● INSTRUCTIONS FOR THE TASK:
Copy exactly the lines of the data below, beginning with the line with "I need to find the wood grain" and ending with the line with "I need to find the front". Pictures are to be omitted.

● INPUT DATA:
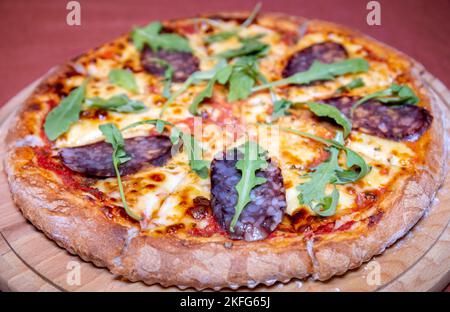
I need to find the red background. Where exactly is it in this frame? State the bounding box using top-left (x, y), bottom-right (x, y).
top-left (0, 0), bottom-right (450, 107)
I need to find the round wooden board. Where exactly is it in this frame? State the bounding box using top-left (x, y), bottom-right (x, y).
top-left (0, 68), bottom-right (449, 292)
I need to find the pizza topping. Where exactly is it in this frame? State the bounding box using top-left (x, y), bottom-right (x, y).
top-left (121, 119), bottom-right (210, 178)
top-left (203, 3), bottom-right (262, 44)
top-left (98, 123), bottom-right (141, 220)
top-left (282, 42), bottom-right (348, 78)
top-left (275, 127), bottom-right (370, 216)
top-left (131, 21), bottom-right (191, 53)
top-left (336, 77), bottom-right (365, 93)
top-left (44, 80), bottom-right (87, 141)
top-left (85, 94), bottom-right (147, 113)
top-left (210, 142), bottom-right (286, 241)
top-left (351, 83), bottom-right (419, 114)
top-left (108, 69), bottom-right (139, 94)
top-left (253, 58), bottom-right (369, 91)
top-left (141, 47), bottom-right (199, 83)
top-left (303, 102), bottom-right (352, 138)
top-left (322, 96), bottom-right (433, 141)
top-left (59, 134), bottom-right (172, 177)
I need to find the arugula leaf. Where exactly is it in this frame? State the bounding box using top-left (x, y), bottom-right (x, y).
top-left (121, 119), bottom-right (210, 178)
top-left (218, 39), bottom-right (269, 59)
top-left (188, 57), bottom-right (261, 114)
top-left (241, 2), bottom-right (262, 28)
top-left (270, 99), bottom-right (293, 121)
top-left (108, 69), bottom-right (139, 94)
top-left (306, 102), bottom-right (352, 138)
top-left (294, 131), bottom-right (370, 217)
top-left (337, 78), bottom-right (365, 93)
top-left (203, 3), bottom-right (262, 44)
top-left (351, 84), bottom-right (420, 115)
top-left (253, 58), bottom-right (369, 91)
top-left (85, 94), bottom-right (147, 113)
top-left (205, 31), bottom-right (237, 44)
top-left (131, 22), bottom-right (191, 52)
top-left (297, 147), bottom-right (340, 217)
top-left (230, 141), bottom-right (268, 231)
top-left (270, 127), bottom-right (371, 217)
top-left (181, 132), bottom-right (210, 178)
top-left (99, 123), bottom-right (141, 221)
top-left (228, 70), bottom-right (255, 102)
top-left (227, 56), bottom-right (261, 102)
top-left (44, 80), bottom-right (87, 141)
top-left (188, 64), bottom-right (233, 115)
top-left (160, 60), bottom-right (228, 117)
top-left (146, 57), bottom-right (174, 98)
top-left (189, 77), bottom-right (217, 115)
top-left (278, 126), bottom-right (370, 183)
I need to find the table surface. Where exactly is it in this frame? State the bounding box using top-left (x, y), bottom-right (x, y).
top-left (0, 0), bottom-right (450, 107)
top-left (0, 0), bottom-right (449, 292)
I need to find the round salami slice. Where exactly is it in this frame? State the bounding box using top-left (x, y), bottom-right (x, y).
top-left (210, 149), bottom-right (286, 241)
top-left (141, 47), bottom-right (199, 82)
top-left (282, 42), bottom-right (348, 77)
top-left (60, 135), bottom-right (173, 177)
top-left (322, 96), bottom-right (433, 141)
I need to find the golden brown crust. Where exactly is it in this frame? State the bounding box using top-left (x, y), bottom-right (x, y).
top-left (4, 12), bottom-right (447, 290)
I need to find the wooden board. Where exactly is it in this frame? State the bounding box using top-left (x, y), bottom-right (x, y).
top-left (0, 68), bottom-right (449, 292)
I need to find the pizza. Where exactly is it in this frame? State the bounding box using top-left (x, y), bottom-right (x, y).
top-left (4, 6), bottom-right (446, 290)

...

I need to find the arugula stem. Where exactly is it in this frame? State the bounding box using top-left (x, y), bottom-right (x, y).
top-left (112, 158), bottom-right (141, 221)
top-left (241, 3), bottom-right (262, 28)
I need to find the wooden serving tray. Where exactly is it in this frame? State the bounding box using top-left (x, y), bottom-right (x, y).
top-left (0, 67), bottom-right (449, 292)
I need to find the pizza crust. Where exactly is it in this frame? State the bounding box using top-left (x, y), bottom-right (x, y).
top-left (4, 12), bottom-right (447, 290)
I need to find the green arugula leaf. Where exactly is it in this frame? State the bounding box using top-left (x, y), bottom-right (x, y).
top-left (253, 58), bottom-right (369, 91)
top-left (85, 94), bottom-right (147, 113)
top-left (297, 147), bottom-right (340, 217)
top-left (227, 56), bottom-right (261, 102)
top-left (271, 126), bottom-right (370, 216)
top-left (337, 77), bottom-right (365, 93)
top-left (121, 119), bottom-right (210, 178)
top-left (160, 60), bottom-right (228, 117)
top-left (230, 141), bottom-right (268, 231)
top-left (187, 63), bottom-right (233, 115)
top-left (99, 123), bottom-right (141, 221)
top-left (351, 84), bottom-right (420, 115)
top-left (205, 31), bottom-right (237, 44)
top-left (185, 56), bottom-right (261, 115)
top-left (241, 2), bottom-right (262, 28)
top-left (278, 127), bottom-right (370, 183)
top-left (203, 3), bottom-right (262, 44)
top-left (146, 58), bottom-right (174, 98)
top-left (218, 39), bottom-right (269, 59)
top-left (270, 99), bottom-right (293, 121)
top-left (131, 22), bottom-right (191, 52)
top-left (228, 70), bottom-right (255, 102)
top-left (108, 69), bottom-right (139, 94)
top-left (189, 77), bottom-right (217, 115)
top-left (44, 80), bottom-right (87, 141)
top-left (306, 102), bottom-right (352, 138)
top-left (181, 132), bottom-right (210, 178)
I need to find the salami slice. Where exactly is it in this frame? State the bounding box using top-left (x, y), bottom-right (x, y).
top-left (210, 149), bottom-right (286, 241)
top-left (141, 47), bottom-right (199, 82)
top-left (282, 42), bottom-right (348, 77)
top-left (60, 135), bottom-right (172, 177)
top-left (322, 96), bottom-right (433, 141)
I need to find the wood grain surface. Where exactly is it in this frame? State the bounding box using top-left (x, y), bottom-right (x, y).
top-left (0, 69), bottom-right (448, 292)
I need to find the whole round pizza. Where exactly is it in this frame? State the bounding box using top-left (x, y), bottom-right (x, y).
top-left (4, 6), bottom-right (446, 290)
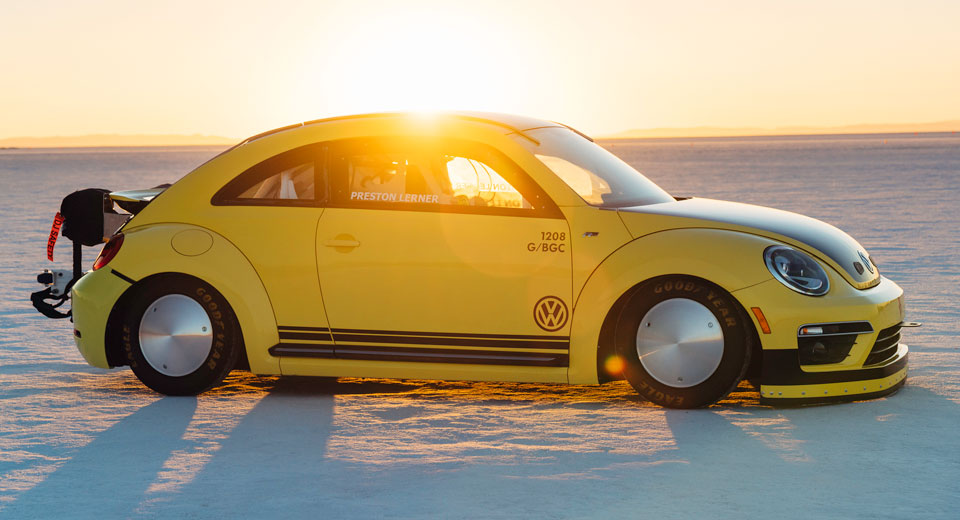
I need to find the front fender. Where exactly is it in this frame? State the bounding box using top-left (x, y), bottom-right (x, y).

● RESPONSE BOX:
I need to find the wood grain surface. Where exactly is it in this frame? State the bounding box using top-left (x, y), bottom-right (x, y).
top-left (0, 69), bottom-right (448, 292)
I need to find the whole round pizza. Where exactly is it in this frame? State the bounding box using top-left (x, y), bottom-right (x, y).
top-left (4, 6), bottom-right (446, 290)
I need to find the front fender. Where exactly is it in this frame? State the bounding box using top-left (x, y), bottom-right (x, y).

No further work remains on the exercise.